— Task instructions —
Transcribe every record that appears below, exactly and in full.

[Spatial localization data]
-*-
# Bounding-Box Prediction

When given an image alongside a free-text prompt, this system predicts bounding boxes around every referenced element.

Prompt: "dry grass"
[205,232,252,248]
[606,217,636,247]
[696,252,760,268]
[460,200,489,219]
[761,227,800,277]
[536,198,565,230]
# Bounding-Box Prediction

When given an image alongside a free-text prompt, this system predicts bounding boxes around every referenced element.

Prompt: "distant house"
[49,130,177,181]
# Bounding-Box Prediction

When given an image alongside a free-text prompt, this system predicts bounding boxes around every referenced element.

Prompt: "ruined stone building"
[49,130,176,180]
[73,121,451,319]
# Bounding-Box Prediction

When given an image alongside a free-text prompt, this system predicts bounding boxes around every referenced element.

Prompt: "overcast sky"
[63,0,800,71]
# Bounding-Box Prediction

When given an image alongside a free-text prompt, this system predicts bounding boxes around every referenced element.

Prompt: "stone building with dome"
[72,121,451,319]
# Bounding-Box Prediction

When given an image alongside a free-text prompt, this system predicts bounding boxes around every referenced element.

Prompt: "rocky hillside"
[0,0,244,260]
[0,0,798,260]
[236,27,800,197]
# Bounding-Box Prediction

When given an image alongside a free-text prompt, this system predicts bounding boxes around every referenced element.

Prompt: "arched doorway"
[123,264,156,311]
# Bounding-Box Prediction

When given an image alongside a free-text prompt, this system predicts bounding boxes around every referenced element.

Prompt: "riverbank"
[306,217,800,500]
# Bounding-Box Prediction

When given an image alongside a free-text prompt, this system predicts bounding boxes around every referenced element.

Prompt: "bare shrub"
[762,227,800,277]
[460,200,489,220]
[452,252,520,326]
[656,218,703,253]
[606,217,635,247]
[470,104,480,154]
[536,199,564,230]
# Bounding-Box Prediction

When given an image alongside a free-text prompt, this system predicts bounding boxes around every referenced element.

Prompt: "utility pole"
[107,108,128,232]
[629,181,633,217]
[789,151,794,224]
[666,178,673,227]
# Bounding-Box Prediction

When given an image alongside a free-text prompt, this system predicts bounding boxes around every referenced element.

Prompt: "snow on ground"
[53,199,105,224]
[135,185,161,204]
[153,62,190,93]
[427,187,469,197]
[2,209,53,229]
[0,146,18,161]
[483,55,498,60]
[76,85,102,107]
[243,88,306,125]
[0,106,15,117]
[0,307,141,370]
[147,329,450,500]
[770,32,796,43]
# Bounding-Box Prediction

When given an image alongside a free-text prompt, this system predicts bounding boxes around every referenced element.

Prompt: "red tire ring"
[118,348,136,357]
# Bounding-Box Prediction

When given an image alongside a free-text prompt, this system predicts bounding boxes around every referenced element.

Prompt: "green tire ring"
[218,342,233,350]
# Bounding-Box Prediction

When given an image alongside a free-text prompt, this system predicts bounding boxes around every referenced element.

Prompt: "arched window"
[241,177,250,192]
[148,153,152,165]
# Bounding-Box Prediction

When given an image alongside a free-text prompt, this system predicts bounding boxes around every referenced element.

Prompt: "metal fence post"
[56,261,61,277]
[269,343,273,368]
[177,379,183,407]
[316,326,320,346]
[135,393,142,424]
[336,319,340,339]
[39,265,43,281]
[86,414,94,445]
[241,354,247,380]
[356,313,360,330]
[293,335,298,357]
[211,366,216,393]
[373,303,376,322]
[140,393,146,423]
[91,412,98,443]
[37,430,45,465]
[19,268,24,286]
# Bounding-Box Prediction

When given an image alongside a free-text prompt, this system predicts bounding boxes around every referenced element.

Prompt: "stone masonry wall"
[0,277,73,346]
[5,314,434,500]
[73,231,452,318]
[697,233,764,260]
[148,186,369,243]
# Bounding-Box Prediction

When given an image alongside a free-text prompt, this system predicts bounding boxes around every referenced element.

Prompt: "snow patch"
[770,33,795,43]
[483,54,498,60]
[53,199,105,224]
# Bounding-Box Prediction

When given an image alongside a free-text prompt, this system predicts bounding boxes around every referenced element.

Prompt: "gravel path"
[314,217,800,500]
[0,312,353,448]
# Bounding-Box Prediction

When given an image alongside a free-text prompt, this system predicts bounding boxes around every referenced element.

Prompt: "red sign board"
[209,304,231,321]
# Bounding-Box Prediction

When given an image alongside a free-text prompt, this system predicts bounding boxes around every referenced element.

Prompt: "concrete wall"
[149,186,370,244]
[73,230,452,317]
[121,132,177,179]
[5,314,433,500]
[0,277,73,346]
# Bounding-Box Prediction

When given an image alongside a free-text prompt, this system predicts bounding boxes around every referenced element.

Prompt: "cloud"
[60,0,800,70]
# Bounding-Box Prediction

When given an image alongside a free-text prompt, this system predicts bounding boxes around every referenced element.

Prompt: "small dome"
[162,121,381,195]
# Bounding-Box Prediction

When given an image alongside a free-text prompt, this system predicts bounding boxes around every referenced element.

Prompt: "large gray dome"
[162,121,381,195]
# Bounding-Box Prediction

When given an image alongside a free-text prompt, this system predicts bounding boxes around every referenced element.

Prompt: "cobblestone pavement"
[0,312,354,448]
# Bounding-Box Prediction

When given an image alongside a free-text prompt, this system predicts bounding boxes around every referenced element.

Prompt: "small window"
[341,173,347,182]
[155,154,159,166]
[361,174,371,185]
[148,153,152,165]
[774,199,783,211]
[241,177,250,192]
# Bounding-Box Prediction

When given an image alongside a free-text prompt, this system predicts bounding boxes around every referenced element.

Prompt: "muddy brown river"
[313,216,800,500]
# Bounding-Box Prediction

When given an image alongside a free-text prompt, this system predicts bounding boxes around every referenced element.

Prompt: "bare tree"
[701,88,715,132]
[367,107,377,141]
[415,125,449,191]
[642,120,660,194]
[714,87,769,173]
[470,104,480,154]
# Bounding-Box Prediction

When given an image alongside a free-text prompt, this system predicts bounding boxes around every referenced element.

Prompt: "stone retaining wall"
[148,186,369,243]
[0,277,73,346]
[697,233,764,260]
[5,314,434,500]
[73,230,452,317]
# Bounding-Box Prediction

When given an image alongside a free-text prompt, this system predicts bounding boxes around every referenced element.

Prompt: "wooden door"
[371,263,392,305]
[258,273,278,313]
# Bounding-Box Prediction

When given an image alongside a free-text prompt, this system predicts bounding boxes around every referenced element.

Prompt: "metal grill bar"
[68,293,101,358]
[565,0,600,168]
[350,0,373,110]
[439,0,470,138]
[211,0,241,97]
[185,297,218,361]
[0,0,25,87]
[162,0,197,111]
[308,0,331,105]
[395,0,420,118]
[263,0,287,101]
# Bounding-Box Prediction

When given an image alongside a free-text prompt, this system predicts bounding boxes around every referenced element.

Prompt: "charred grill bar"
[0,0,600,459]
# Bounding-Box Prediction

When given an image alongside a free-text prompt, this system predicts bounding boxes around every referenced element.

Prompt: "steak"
-*-
— Exercise answer —
# Bounding-Box Prediction

When given an image alongside a free-text prompt, this system predicts bounding boxes around every referenced element.

Prompt: "dry grass"
[205,232,252,248]
[606,217,636,247]
[696,252,760,268]
[460,200,489,219]
[761,227,800,277]
[536,198,565,230]
# Bounding-Box Prediction

When given an image alongside a free-text prompt, this system predicts bounding boxes around every referenced element.

Prompt: "distant house"
[49,130,177,181]
# Bounding-Box Prediction

When given an image alongside a free-text prompt, this system predicts bounding boxes around every referenced element.

Prompt: "ruined stone building"
[49,130,176,180]
[73,121,451,319]
# Bounding-Box Prediction

When given an image alongside a free-text prompt, this system predicts bounding boxes around every referenced element.

Prompt: "overcast sky"
[63,0,800,71]
# Bounding-Box Prediction

When given an image alongside a free-text prompt, this system predicts bounding boxes around every referenced element.

Prompt: "stone building with dome"
[72,121,451,319]
# Bounding-Box Prediction

When given an image alongside a free-text prompt, this system predicts bounding boxes around every referenced element.

Prompt: "rocky hillside"
[0,0,244,260]
[0,0,798,260]
[236,27,800,197]
# Bounding-Box Prediction

When given an image alongside a free-text prompt, this system predicts bounding boxes around every referenced element.

Prompt: "arched doorway"
[123,264,156,311]
# Bounding-Box Prediction

When given an image alongside a free-text prompt, this system predicts bounding boxes around every referenced element.

Prompt: "riverbank"
[306,217,800,500]
# Bounding-Box Prediction

When given an image alongside a free-text prompt, this system predicts bounding boxes around every referenced element.

Prompt: "bare shrub"
[762,227,800,277]
[460,200,489,220]
[452,252,520,326]
[656,218,703,253]
[606,217,635,247]
[470,104,480,154]
[536,199,564,230]
# Bounding-Box Prediction

When given an image alongside a free-text prompt, this system predicts bounding boxes around every referenced element.

Prompt: "utility pole"
[107,108,128,232]
[629,181,633,217]
[789,151,794,224]
[666,178,673,227]
# Bounding-Box Prediction

When given an image alongside a free-text prompt, this system predicts bounding boxes around every referenced element.

Prompt: "snow on ground"
[53,199,105,224]
[135,185,161,204]
[153,62,190,93]
[427,187,469,197]
[2,209,53,229]
[0,146,18,161]
[483,55,498,60]
[76,85,102,107]
[243,88,306,125]
[0,106,15,117]
[0,307,141,370]
[147,329,450,500]
[770,32,796,43]
# Bounding-Box Prediction

When given an image alongside a free-text prompt, this system predicts bounding boxes around every referenced element.

Prompt: "red tire ring"
[118,348,136,357]
# Bounding-Box Prediction

When given an image alongside a free-text prompt, this system predicts bounding boxes around every referenced element.

Prompt: "green tire ring"
[218,342,233,350]
# Bounding-Box Prediction

When given an image alongside a free-text prompt, this system predicts bounding boxes around every referenced element.

Prompt: "arched window"
[241,177,250,192]
[148,153,152,165]
# Bounding-Box Prediction

When given an image alongside a free-text prompt, this system predicts bounding boxes around every referenced element.

Prompt: "metal fence post"
[56,261,61,277]
[269,343,273,368]
[177,379,183,407]
[316,326,320,346]
[135,393,142,424]
[336,319,340,339]
[39,265,43,281]
[86,414,94,445]
[241,354,247,380]
[356,313,360,330]
[293,335,298,357]
[211,366,216,393]
[373,303,376,322]
[140,393,146,423]
[91,412,98,443]
[37,430,45,465]
[19,268,24,286]
# Bounding-Box Prediction

When given an image alongside a free-text prompt, this system predicts bounding boxes around every referenced element.

Prompt: "stone masonry wall"
[0,277,73,346]
[5,314,434,500]
[73,231,452,318]
[697,233,764,260]
[148,186,369,243]
# Bounding-Box Prediction

When given an image alongside a free-text prompt, this system predicts bounding boxes around every referenced element.

Prompt: "snow patch"
[770,33,795,43]
[483,54,498,60]
[53,199,105,224]
# Bounding-Box Prediction

When given an image alongside a free-text prompt, this system predicts bounding boxes around every referenced element.

Prompt: "gravel path"
[314,217,800,500]
[0,312,353,448]
# Bounding-Box Prediction

When given an image alongside a free-text prompt, this system predicts bounding boxes around every referenced element.

Prompt: "red sign board"
[209,304,231,321]
# Bounding-Box Prediction

When given an image alongside a free-text prompt, this system predicts bounding boxes around every referenced element.

Prompt: "concrete wall"
[149,186,370,244]
[73,230,452,317]
[121,132,177,179]
[5,314,433,500]
[0,277,73,346]
# Bounding-Box Prediction

When given an image alongside a free-text prompt, this system predicts bounding boxes around every referenced element.

Prompt: "cloud"
[60,0,800,70]
# Bounding-Box Prediction

When given an image alongside a free-text prompt, this system predicts bounding boxes around every referenced element.

Prompt: "small dome"
[162,121,381,195]
# Bounding-Box Prediction

When given an image alongside a free-text prompt, this system predicts bounding boxes around every referenced element.

Prompt: "large gray dome"
[162,121,381,195]
# Bounding-Box Prediction

When given an image alongside a free-text prompt, this system predicts bounding boxes around every referenced element.

Prompt: "cobblestone pavement"
[0,312,354,448]
# Bounding-Box Prediction

When given an image alongside a free-text prompt, this system predicts bounding boxes around every referenced element.

Prompt: "small window"
[341,173,347,182]
[155,154,159,166]
[361,174,371,185]
[148,153,152,165]
[774,199,783,211]
[241,177,250,192]
# Bounding-Box Prediction

When given an image alongside a free-text prompt, this system predicts bounding boxes around every referenced element.

Prompt: "muddy brown river"
[313,216,800,500]
# Bounding-Box Prediction

When given an image alongside a free-text prompt, this system predicts bounding boxes around every referenced element.

Prompt: "bare tree"
[701,88,715,132]
[367,107,377,141]
[415,125,449,191]
[642,120,660,194]
[714,87,769,173]
[470,104,480,154]
# Bounding-Box Prediction

When given an image alongside a free-text prompt, this system predicts bounding boxes around every referenced element.

Prompt: "stone retaining wall"
[148,186,369,243]
[0,277,73,346]
[697,233,764,260]
[5,314,434,500]
[73,230,452,317]
# Bounding-Box Prediction

When given an image alongside a free-text prompt, this system predicts bounding boxes around every referenced element.

Prompt: "wooden door"
[371,263,392,305]
[258,273,278,313]
# Bounding-Box Prediction

When given an image alongside a free-text prompt, this system predicts bounding boxes around every referenced element.

Prompt: "metal grill bar"
[68,293,101,358]
[565,0,600,168]
[350,0,373,110]
[439,0,470,138]
[211,0,241,97]
[185,297,218,361]
[0,0,25,87]
[162,0,197,111]
[308,0,331,105]
[395,0,420,118]
[263,0,287,101]
# Bounding-Box Prediction

When given an image alongside a free-text prompt, this system predicts bounding boxes around every referenced element.

Prompt: "charred grill bar"
[0,0,600,459]
# Bounding-Box Prediction

When given an image alongside a free-text prompt, this system predicts bounding boxes around every referenced element.

Prompt: "steak"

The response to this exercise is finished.